** start EXERCISE DATA **

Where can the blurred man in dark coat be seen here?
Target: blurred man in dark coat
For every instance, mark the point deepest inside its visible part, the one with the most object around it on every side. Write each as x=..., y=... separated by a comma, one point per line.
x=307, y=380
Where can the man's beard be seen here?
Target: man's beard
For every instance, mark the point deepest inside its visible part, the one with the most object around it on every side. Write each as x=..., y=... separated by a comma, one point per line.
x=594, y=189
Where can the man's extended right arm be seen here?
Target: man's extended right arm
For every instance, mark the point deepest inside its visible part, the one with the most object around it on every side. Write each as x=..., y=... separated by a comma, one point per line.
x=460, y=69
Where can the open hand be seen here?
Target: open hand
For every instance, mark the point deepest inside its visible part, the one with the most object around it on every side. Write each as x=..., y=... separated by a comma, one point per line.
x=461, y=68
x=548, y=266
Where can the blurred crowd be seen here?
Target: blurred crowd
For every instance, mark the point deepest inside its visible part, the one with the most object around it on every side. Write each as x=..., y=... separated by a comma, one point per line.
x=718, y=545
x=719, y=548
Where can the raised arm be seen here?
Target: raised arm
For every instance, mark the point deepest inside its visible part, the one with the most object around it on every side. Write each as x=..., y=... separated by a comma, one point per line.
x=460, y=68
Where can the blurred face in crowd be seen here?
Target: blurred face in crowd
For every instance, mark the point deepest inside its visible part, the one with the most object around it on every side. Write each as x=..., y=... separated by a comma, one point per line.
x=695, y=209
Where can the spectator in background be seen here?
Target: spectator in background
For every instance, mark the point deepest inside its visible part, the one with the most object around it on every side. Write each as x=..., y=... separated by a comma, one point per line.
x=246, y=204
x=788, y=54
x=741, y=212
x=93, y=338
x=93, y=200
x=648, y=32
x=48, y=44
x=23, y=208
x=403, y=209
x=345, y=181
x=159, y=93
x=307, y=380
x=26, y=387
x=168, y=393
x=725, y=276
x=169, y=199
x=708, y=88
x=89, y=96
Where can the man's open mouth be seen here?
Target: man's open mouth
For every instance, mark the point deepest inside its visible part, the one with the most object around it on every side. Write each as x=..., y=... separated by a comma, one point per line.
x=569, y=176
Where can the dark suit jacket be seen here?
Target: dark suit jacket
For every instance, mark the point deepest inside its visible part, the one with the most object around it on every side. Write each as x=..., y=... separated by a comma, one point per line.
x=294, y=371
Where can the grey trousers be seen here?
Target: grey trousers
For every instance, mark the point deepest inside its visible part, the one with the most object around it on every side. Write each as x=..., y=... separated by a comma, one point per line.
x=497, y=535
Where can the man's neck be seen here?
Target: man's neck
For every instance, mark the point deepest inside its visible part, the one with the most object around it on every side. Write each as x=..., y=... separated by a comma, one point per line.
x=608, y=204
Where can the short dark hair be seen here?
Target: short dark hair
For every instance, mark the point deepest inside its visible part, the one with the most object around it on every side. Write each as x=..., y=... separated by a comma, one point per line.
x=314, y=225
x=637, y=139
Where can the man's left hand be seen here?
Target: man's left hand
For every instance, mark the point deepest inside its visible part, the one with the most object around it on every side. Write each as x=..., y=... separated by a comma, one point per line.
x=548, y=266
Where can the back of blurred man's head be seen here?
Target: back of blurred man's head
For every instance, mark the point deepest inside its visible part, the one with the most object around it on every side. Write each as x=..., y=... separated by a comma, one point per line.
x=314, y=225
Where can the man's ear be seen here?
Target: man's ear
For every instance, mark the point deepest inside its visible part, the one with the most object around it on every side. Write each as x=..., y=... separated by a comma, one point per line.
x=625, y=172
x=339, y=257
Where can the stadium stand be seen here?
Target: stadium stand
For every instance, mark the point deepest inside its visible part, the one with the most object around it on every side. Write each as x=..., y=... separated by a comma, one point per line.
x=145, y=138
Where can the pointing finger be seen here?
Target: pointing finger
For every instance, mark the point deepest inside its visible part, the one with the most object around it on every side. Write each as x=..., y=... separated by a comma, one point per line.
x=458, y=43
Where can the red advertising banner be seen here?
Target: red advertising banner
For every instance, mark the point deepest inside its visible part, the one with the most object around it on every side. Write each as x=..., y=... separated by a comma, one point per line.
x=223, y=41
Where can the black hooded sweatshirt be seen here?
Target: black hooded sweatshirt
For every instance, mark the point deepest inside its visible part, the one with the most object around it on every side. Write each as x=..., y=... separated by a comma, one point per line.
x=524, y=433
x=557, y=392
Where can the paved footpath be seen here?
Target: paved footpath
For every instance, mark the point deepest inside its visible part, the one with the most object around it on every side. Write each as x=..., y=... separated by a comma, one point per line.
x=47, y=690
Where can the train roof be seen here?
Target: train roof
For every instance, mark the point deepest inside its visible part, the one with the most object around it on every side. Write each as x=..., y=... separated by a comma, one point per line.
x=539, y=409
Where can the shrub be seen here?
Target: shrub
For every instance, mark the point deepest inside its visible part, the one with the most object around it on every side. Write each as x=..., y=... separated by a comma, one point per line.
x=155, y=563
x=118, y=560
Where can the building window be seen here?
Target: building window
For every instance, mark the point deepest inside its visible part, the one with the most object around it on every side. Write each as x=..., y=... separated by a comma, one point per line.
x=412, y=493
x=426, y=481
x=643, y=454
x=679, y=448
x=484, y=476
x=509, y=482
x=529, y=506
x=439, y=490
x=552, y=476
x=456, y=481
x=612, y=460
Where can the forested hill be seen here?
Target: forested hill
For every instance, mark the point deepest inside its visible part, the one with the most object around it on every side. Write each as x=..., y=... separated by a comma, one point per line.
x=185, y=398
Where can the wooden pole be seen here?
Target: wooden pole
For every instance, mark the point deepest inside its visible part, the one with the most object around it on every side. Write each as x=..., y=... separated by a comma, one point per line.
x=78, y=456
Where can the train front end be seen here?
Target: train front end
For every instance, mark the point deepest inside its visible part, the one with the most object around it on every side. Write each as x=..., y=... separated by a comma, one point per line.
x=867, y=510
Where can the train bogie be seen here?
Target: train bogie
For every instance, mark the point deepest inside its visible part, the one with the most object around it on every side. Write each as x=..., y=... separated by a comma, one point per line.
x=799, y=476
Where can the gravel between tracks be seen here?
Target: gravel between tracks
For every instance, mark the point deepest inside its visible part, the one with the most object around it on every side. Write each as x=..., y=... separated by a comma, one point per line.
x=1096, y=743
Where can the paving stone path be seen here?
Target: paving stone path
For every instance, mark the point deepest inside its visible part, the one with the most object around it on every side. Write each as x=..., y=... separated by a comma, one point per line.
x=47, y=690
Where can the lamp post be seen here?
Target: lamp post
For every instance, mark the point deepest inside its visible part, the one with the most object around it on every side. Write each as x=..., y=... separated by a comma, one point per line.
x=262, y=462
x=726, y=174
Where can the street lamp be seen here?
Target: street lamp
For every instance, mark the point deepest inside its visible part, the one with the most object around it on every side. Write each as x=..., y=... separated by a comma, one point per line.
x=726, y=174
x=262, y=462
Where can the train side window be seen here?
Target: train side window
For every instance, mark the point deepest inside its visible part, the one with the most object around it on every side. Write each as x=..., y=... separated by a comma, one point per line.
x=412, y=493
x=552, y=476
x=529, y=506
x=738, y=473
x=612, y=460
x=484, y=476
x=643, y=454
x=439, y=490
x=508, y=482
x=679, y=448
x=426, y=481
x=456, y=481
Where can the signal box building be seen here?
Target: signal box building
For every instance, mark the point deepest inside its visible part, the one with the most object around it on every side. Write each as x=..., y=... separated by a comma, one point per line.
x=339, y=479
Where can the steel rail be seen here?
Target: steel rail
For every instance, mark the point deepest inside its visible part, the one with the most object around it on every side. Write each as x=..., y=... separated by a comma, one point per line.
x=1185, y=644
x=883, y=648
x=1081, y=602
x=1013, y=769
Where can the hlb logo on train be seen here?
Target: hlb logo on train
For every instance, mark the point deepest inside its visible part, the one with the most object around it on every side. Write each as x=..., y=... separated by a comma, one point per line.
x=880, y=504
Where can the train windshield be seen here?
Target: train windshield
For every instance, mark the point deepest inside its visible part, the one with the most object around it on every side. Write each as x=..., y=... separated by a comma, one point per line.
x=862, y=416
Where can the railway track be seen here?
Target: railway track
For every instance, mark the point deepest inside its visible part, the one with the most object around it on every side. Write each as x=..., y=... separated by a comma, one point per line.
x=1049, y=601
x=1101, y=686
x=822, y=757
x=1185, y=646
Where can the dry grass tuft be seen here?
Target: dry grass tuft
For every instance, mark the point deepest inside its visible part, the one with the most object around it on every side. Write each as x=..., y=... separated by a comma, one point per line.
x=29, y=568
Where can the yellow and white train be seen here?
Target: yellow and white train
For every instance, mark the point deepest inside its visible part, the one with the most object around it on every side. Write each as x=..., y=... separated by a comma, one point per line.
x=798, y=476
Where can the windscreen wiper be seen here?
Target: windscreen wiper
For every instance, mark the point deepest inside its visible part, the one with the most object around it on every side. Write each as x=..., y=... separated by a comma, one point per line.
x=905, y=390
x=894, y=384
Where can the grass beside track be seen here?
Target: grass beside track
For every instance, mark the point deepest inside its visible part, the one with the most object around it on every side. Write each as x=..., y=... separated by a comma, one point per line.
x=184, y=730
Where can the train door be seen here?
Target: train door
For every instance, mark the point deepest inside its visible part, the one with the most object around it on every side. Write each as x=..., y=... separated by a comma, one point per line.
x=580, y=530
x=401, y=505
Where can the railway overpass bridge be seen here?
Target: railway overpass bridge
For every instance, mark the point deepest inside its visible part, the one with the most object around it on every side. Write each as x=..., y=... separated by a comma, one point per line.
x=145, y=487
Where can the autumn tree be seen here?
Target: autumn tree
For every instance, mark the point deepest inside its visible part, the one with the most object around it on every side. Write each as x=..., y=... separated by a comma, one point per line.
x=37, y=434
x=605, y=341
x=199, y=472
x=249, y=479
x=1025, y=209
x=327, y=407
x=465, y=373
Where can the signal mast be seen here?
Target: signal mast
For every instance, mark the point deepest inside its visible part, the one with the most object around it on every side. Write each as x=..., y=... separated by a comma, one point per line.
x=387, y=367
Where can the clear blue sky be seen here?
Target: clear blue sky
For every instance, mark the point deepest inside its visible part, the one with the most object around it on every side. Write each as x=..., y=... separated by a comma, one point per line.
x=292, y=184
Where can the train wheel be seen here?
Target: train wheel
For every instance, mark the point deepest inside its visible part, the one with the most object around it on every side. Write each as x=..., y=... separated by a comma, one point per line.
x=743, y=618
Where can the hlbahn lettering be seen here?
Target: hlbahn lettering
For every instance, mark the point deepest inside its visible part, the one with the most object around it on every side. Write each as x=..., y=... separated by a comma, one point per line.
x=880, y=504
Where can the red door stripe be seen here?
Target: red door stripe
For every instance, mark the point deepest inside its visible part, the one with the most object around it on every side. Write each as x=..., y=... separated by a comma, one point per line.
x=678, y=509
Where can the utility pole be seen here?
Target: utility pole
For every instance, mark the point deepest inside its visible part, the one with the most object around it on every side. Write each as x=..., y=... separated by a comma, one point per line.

** end EXERCISE DATA **

Copy out the stretch of the listing from the line containing "Where can the railway track be seen here?" through the line containing "x=1185, y=646", both lines included, without altering a single character.

__ANSWER TO THE TASK__.
Where can the railway track be seen here?
Target: railway track
For every instance, mark the point deepest inside its visible part, the one with the most object around it on every side. Write each as x=..., y=... separated by a comma, one point per line.
x=1049, y=601
x=1101, y=686
x=822, y=757
x=1185, y=646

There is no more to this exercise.